Exercise goal: Change "late April" to "early May" in the passage about the General Service Conference, and write out that passage starting with "What is the" and going on through "from the conference.".

------ Page excerpt ------

Each of the 93 General Service areas of AA in the U.S. and Canada has an elected delegate to represent them at the annual General Service Conference. The Delegate votes on behalf of his/her area at the General Service Conference. At an area assembly prior to the conference, the delegate is given the group conscience of the whole area to take to New York.

What is the General Service Conference?

Once a year (in late April) the Delegates from the service areas of AA meet in New York. In CNCA there is a Pre-Conference Assembly held to discuss the conference agenda items. There is also a Post-Conference Assembly held when the area Delegate reports back from the conference.
What is GSO?

GSO is the General Service Office of Alcoholics Anonymous. It is located in New York City and serves the US and Canada in matters relating to Alcoholics Anonymous.

What is AAWS?

AAWS stands for Alcoholics Anonymous World Services. This is essentially the business side of AA in that the printing and sale of AA publications falls under its purview.

What are districts, areas and regions?

The U.S. and Canada are split up into eight geographic regions. There are 93 Delegate areas. Areas are divided into districts which consist of several cities.   See page S91 in The AA Service Manual.

What are service meetings?

------ Source material ------

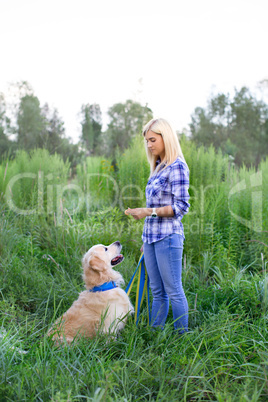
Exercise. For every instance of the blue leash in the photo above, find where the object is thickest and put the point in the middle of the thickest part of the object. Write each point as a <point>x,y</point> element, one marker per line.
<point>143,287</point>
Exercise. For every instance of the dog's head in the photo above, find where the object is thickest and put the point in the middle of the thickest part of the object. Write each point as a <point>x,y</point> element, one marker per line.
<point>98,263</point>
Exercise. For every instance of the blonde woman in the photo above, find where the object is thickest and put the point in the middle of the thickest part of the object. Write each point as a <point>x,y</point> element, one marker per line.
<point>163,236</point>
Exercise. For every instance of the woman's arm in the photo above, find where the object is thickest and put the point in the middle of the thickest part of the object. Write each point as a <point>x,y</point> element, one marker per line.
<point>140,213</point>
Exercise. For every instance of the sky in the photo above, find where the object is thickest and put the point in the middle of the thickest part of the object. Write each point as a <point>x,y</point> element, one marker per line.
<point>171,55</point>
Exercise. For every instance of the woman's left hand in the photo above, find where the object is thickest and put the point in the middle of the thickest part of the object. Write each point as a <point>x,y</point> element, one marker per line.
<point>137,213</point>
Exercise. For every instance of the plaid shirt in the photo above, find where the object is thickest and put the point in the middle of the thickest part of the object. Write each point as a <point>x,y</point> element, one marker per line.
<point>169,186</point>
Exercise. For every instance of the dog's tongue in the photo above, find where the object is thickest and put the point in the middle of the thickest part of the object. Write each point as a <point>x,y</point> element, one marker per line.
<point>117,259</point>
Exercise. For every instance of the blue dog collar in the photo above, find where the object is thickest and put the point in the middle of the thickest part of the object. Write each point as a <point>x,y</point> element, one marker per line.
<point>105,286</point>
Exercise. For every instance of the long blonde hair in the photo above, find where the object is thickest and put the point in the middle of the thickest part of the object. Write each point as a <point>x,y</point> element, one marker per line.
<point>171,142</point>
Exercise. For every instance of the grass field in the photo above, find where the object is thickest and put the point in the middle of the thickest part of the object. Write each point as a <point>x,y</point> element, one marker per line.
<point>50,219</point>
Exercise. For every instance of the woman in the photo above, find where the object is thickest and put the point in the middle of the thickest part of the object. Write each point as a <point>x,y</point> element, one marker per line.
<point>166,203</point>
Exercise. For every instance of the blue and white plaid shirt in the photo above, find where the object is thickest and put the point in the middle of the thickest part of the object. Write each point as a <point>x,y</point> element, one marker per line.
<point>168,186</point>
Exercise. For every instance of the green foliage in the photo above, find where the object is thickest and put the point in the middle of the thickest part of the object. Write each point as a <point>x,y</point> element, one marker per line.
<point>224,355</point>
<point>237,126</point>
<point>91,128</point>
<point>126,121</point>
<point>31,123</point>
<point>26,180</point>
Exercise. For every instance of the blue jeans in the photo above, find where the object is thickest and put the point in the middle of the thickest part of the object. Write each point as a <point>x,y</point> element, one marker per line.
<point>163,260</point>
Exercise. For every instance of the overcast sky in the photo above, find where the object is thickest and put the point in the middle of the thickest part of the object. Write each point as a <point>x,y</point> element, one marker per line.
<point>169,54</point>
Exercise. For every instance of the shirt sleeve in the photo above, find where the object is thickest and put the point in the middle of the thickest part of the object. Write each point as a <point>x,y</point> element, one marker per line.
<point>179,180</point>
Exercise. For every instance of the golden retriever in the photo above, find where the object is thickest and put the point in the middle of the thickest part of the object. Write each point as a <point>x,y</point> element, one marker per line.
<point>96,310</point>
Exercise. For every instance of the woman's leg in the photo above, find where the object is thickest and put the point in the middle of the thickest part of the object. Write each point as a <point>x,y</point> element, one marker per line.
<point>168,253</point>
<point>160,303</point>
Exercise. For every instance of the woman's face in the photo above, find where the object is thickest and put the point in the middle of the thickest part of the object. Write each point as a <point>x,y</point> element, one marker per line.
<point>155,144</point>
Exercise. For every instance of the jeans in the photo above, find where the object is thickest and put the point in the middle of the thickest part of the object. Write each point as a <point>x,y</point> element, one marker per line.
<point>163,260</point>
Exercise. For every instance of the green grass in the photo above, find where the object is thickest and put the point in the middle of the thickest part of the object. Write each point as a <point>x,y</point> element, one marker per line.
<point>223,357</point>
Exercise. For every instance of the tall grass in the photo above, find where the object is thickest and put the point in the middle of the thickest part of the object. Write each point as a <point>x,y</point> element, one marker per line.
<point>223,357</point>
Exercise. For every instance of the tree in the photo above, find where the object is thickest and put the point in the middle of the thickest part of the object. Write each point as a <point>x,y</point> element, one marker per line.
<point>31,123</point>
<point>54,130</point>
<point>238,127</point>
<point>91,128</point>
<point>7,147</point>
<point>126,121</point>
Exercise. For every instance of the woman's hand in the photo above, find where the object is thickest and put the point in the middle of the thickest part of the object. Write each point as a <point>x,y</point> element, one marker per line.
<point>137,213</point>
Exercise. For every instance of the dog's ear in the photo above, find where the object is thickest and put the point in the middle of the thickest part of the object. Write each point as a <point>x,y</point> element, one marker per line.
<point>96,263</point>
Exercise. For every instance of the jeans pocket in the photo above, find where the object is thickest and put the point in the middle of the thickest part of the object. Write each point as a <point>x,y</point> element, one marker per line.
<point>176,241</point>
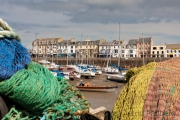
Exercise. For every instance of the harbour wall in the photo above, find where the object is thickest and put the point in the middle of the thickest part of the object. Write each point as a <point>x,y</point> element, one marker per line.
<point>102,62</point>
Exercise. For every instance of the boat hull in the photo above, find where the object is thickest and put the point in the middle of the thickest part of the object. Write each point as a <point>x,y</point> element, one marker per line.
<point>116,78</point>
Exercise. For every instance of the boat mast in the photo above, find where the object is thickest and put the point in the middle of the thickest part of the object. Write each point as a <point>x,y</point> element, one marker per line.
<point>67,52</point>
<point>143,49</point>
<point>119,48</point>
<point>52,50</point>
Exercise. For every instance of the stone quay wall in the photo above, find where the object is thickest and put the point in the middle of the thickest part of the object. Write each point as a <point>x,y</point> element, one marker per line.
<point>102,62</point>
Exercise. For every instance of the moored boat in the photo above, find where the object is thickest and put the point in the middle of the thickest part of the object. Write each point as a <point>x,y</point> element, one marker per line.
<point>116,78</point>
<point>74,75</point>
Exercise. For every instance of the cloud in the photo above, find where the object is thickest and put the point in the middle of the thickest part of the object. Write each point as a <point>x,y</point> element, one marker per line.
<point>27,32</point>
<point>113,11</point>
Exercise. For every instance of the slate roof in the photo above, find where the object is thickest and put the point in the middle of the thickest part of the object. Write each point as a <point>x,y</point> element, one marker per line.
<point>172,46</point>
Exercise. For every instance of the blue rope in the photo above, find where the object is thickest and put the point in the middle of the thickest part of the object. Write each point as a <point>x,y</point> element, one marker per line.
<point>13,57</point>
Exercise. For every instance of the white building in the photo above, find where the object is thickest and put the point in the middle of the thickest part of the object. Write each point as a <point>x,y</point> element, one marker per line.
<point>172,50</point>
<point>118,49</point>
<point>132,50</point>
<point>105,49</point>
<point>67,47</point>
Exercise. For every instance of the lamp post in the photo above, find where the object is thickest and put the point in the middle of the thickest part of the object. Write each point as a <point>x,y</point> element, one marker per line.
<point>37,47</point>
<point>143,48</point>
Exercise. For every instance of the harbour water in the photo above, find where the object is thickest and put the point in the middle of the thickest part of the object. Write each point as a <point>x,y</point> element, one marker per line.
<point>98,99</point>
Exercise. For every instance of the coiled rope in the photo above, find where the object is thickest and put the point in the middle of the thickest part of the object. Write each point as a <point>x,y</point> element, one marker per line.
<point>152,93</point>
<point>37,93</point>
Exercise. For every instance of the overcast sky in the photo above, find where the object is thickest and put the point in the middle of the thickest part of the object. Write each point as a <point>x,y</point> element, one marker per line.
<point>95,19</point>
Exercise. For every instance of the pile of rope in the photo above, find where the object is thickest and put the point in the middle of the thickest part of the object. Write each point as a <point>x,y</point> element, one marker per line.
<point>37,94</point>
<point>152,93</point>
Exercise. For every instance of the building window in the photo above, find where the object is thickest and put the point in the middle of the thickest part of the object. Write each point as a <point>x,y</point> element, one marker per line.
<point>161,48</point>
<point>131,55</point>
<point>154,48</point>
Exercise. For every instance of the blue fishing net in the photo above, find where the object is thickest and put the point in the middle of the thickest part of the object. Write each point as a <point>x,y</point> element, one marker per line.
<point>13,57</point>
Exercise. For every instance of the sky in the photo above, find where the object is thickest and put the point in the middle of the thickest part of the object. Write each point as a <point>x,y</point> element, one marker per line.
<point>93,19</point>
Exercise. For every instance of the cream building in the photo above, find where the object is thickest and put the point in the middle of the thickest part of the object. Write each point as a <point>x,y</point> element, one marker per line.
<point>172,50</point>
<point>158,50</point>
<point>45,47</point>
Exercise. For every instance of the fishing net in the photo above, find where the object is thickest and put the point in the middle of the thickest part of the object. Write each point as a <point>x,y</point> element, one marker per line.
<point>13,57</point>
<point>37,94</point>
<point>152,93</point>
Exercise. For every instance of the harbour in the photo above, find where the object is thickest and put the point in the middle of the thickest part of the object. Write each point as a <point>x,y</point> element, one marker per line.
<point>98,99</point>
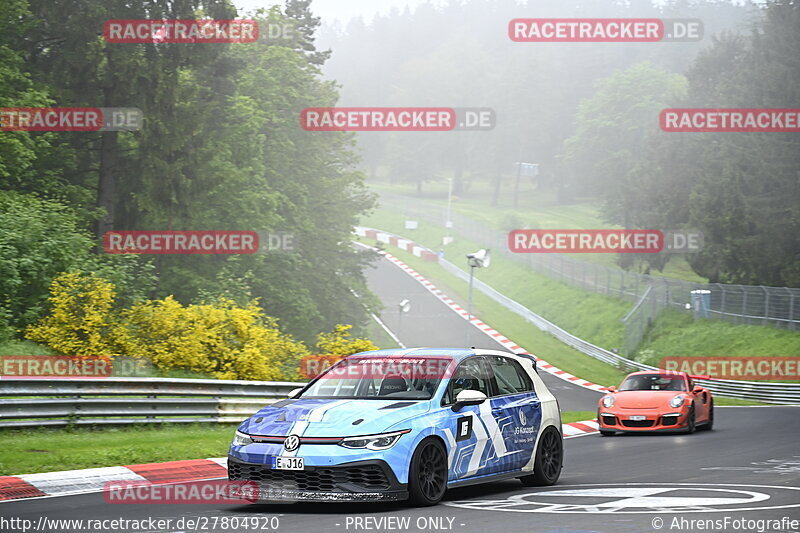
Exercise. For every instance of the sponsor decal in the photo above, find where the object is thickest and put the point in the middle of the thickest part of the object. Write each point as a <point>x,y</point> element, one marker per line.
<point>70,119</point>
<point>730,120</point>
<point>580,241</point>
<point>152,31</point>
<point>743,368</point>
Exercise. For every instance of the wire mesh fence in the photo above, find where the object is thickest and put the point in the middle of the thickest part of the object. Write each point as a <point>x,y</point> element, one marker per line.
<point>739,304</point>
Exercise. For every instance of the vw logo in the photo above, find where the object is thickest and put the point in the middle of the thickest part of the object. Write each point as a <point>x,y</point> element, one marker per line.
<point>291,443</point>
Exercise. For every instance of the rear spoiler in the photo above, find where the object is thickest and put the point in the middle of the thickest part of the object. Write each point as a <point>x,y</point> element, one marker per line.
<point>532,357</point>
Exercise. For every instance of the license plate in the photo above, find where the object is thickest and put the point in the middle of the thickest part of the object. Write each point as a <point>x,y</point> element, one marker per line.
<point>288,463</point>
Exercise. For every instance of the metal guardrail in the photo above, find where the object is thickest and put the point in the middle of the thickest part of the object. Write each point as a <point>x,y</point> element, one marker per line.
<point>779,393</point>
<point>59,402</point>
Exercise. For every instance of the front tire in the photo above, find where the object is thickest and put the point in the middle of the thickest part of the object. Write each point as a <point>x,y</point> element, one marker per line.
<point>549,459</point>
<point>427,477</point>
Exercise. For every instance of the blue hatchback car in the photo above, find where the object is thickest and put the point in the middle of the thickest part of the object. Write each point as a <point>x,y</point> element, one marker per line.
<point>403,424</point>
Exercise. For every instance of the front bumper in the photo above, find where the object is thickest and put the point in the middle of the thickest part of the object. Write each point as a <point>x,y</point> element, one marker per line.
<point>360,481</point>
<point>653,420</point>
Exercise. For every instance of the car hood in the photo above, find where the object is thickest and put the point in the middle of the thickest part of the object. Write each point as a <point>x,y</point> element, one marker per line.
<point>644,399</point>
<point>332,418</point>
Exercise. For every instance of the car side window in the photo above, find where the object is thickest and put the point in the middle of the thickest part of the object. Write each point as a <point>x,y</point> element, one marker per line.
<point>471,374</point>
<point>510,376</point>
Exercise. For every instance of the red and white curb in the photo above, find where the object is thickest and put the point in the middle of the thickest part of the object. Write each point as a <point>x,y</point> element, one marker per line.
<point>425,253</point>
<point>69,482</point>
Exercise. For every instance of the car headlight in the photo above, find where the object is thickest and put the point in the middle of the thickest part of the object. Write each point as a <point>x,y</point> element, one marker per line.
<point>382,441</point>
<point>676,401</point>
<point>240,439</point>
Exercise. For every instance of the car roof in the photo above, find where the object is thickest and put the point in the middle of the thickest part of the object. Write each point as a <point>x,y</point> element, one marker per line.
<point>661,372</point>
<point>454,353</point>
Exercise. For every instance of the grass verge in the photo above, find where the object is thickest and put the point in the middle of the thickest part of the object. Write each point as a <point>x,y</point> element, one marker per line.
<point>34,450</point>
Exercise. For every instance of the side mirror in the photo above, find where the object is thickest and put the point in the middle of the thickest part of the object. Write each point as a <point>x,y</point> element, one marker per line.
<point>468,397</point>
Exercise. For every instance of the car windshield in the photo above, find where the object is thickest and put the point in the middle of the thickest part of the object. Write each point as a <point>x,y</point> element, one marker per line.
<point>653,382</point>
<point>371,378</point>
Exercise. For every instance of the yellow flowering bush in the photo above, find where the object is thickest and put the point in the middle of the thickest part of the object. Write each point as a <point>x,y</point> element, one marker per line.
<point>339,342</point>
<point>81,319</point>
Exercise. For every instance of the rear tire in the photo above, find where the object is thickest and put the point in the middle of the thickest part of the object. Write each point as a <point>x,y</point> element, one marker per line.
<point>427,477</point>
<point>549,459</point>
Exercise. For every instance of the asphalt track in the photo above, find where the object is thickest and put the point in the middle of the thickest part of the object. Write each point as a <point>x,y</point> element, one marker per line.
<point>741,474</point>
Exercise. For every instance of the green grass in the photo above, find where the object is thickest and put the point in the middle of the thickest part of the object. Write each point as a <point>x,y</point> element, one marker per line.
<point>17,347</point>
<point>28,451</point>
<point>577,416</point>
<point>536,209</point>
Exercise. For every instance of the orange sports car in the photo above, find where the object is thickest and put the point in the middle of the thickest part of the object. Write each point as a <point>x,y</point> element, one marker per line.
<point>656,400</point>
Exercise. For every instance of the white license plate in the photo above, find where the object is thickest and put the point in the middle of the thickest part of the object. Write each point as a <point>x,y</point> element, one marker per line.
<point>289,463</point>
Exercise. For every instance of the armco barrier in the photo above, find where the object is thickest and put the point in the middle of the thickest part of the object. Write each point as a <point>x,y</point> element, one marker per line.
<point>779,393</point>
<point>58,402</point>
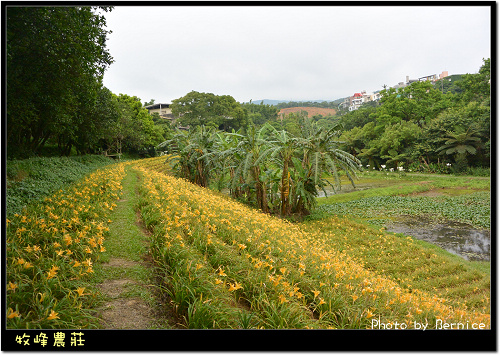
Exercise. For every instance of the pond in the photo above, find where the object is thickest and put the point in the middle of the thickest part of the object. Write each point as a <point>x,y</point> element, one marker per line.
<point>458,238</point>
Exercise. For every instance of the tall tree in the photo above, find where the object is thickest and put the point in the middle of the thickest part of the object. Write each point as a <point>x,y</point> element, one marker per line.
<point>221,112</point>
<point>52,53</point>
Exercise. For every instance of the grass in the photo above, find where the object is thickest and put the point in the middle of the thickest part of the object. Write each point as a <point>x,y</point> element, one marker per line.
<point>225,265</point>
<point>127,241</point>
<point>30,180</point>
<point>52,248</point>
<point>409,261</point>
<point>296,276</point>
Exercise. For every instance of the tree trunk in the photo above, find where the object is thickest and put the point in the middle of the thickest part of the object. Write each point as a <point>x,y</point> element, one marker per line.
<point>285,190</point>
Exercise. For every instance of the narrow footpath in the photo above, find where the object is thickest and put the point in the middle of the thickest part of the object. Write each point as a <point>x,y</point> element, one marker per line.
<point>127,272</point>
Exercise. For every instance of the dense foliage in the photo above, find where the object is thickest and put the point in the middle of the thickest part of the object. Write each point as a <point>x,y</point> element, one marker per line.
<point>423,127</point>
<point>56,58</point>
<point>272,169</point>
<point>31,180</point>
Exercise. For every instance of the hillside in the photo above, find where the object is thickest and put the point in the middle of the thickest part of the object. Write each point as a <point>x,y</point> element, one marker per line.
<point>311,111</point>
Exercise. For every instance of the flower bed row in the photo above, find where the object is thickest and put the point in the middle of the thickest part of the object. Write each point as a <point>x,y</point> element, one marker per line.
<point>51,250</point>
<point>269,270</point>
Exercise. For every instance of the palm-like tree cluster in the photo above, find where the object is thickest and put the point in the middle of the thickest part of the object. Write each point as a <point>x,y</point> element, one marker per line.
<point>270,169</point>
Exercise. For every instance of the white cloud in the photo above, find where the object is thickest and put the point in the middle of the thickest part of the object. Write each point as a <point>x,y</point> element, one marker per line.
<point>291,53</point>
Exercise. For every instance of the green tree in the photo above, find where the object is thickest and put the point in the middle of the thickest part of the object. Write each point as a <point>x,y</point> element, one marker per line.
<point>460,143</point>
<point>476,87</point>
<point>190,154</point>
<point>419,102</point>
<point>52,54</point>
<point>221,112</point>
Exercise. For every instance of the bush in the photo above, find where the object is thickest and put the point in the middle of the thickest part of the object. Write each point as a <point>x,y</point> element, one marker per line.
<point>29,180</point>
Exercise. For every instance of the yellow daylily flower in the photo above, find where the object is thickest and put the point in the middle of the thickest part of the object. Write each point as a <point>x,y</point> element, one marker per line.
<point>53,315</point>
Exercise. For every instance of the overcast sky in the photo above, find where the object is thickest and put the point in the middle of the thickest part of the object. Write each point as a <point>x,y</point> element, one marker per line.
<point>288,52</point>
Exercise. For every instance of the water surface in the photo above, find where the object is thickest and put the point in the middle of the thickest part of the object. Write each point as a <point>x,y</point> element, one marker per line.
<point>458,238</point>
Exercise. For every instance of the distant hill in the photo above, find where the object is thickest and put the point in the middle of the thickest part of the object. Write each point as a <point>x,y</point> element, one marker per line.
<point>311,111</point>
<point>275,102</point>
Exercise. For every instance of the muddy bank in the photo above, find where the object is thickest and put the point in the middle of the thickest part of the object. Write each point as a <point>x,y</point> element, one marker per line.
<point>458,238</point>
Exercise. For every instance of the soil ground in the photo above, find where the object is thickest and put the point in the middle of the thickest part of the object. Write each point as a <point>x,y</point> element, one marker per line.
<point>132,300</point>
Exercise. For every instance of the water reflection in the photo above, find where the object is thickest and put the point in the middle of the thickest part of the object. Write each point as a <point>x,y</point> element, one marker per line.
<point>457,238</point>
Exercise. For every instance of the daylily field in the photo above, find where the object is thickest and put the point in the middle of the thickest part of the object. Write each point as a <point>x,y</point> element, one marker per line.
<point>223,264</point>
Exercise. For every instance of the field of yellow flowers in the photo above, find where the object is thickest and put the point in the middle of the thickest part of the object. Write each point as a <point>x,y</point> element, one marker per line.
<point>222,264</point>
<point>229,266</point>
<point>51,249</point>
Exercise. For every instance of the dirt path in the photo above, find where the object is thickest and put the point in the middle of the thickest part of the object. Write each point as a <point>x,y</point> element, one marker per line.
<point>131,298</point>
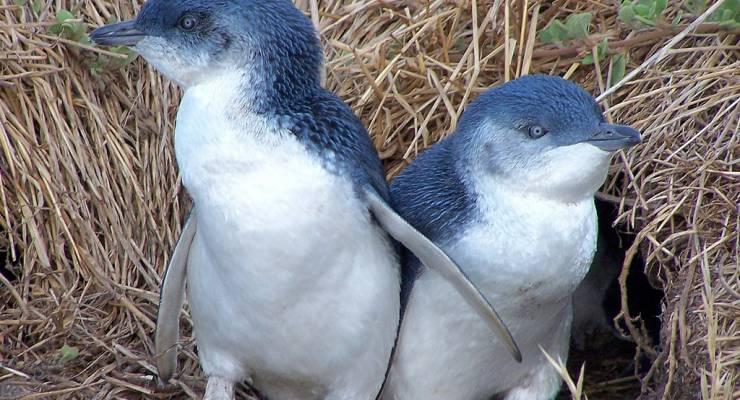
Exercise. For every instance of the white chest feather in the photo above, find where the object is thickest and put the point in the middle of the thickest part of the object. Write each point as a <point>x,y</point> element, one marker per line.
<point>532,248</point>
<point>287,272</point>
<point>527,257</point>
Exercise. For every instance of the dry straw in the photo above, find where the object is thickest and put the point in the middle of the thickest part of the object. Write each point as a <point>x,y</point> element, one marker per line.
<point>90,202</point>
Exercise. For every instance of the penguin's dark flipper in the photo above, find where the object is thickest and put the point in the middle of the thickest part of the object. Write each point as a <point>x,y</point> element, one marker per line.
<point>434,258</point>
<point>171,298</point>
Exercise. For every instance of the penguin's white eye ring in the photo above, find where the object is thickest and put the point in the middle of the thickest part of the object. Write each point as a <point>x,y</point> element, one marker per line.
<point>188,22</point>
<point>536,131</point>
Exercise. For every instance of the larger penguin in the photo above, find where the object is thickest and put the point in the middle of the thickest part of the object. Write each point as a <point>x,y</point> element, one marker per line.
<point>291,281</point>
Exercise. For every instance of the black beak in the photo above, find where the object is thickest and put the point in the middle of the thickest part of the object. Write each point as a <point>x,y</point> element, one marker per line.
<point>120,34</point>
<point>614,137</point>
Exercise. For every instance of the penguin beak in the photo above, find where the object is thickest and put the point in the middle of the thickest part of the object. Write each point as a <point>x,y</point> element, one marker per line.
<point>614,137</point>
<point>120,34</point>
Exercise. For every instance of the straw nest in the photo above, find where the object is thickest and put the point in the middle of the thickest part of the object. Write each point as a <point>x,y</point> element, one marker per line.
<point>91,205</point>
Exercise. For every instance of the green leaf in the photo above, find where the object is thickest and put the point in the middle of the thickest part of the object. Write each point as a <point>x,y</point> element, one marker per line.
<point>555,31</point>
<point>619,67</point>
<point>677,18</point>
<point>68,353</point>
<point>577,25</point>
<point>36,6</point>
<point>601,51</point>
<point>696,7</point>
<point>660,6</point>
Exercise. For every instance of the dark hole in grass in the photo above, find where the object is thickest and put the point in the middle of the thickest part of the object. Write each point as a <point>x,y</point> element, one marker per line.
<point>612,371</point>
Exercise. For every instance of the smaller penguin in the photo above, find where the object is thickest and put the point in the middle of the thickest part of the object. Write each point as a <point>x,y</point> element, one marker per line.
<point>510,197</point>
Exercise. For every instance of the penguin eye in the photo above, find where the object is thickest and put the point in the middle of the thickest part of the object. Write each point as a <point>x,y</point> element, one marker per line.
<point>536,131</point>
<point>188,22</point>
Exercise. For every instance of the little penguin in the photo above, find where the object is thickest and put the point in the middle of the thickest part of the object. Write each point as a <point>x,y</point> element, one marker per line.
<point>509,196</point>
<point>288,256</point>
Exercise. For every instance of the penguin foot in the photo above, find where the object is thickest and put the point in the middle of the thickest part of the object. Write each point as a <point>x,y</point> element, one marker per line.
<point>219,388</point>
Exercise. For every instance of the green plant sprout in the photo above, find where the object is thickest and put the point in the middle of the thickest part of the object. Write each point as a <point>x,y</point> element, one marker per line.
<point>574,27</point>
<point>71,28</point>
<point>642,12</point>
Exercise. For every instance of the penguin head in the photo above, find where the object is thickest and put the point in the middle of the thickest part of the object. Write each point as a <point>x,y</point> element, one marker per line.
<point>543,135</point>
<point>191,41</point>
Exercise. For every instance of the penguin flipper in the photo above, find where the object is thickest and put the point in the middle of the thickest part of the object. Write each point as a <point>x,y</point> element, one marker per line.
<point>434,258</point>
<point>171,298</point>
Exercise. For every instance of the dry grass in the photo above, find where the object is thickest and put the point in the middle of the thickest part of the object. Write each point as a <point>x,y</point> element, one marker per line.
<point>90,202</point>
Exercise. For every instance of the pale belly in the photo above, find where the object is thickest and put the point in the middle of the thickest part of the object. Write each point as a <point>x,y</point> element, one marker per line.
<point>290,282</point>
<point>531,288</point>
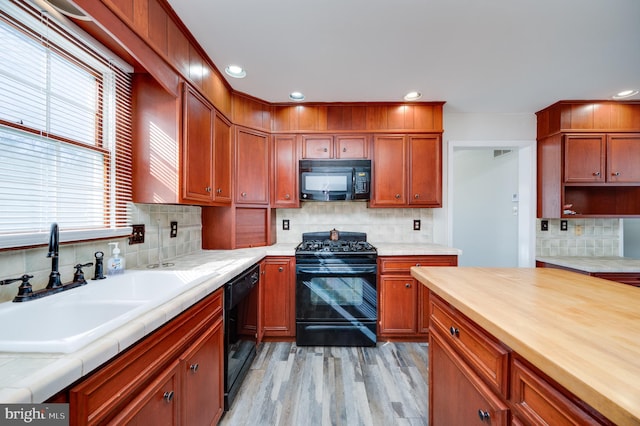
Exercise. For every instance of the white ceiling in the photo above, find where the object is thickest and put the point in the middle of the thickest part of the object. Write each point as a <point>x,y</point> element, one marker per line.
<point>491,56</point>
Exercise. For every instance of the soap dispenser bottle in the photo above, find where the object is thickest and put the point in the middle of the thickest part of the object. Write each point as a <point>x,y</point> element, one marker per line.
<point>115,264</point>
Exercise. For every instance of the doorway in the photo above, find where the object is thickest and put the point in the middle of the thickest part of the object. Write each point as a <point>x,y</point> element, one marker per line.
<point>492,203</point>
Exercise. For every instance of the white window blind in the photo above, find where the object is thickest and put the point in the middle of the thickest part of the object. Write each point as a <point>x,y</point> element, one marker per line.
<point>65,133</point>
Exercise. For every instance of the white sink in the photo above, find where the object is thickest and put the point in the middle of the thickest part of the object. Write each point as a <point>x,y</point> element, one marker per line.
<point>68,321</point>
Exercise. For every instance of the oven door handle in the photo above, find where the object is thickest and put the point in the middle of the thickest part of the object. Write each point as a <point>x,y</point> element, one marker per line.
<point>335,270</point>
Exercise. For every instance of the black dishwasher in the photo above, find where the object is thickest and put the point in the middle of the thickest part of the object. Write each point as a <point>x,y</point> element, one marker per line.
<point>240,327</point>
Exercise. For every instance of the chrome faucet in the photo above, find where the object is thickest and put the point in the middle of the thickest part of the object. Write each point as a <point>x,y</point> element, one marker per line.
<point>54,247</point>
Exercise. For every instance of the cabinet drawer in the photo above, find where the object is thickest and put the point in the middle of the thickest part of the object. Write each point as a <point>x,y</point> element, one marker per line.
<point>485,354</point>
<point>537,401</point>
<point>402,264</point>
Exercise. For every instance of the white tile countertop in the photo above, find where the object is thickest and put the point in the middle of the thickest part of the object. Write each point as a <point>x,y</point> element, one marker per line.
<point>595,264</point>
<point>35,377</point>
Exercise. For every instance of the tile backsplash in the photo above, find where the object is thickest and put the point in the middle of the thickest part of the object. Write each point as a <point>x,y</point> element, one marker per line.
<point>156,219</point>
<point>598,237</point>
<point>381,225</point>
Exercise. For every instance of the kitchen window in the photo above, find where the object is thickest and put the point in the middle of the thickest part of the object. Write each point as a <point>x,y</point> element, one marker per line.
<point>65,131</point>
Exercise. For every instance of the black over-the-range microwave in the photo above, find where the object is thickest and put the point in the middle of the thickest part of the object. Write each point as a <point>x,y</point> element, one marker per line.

------

Solution:
What is the General Service Conference?

Once a year (in early May) the Delegates from the service areas of AA meet in New York. In CNCA there is a Pre-Conference Assembly held to discuss the conference agenda items. There is also a Post-Conference Assembly held when the area Delegate reports back from the conference.